DOCUMENT PASSAGE:
§ §

A PES functionalized UZM-5(Si/Al=13)/poly(DSDA-TMMDA)-PES mixed matrix membrane (abbreviated as MMM 1) containing 30 wt-% of dispersed UZM-5 zeolite particles in a blend poly(DSDA-TMMDA) polyimide and PES continuous matrix was prepared as follows:
1.8 g of UZM-5(Si/Al=13) zeolites were dispersed in a mixture of 11.6 g of NMP and 17.2 g of 1,3-dioxolane by mechanical stirring and ultrasonication for 1 hour to form a slurry. Then 1.0 g of PES was added to functionalize UZM-5(Si/Al=13) zeolites in the slurry. The slurry was stirred for at least 1 hour to completely dissolve PES polymer and functionalize the surface of UZM-5. After that, 3.0 g of poly(DSDA-TMMDA) polyimide polymer and 2.0 g of PES polymer were added to the slurry and the resulting mixture was stirred for another 2 hours to form a stable casting dope containing 30 wt-% of dispersed PES functionalized UZM-5(Si/Al=13) zeolites (weight ratio of UZM-5(Si/Al=13) zeolites to poly(DSDA-TMMDA) and PES is 30:100; weight ratio of PES to poly(DSDA-TMMDA) is 1:1) in the continuous blend poly(DSDA-TMMDA) and PES polymer matrix. The stable casting dope was allowed to degas overnight.
A MMM 1 mixed matrix membrane was prepared on a clean glass plate from the bubble free stable casting dope using a doctor knife with a 20-mil gap. The film together with the glass plate was then put into a vacuum oven. The solvents were removed by slowly increasing the vacuum and the temperature of the vacuum oven. Finally, the membrane was dried at 200° C. under vacuum for at least 48 hours to completely remove the residual solvents to form MMM 1.

Example 3

Preparation of 30% Li-UZM-5(Si/Al=13)/Poly(DSDA-TMMDA)-PES Mixed Matrix Membrane

Abbreviated as MMM 2

A PES functionalized Li⁺-exchanged UZM-5(Si/Al=13)/poly(DSDA-TMMDA)-PES mixed matrix membrane (abbreviated as MMM 2) containing 30 wt-% of dispersed Li⁺-exchanged UZM-5 (Li-UZM-5) zeolite particles in a blend poly(DSDA-TMMDA) polyimide and PES continuous matrix was prepared using similar procedures as described in Example 2, but the molecular sieve particles used in this example are Li⁺-exchanged UZM-5(Si/Al=13) with 51% of the acid sites (H⁺) exchanged with Li⁺ (Li-UZM-5).

§ §

Collected data:

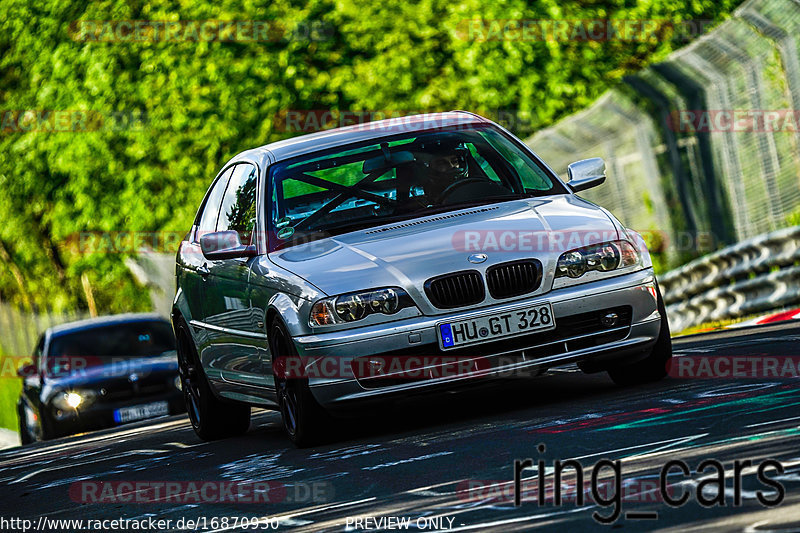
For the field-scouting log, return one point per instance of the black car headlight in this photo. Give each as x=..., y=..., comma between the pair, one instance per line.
x=355, y=306
x=74, y=400
x=603, y=257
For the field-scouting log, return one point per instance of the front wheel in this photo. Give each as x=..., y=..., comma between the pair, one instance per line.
x=304, y=420
x=211, y=417
x=653, y=367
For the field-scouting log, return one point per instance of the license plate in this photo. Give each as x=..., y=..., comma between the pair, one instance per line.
x=534, y=317
x=140, y=412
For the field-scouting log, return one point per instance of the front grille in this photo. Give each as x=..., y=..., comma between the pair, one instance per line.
x=513, y=279
x=455, y=290
x=523, y=348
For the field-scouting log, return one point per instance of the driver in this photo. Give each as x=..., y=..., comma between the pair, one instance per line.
x=445, y=162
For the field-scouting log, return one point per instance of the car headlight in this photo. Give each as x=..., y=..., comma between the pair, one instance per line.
x=600, y=257
x=72, y=400
x=357, y=305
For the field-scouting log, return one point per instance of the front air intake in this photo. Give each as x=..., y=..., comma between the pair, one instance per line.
x=455, y=290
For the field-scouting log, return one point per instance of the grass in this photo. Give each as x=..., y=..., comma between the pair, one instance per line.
x=10, y=387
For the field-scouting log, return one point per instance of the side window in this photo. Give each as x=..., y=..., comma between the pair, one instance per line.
x=208, y=220
x=238, y=211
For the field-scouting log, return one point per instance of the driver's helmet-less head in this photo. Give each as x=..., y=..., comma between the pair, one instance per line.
x=444, y=157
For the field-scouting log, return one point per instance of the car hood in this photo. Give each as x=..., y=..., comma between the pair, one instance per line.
x=405, y=254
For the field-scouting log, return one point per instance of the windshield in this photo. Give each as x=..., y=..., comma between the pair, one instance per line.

§ §

PARTS OF THE EXERCISE:
a) According to the membrane preparation text, what gap did the doctor knife have when the membrane was cast?
b) List every substance that the membrane preparation text measures in grams, along with its stated amount.
c) Reproduce the membrane preparation text word for word from "Preparation of 30%" to "with Li⁺ (Li-UZM-5).".

EXERCISE RESULTS:
a) A 20-mil gap.

b)
- UZM-5(Si/Al=13) zeolites: 1.8 g
- NMP: 11.6 g
- 1,3-dioxolane: 17.2 g
- PES (added to functionalize the zeolites): 1.0 g
- Poly(DSDA-TMMDA) polyimide polymer: 3.0 g
- PES polymer (added with the polyimide): 2.0 g

c)
Preparation of 30% Li-UZM-5(Si/Al=13)/Poly(DSDA-TMMDA)-PES Mixed Matrix Membrane

Abbreviated as MMM 2

A PES functionalized Li⁺-exchanged UZM-5(Si/Al=13)/poly(DSDA-TMMDA)-PES mixed matrix membrane (abbreviated as MMM 2) containing 30 wt-% of dispersed Li⁺-exchanged UZM-5 (Li-UZM-5) zeolite particles in a blend poly(DSDA-TMMDA) polyimide and PES continuous matrix was prepared using similar procedures as described in Example 2, but the molecular sieve particles used in this example are Li⁺-exchanged UZM-5(Si/Al=13) with 51% of the acid sites (H⁺) exchanged with Li⁺ (Li-UZM-5).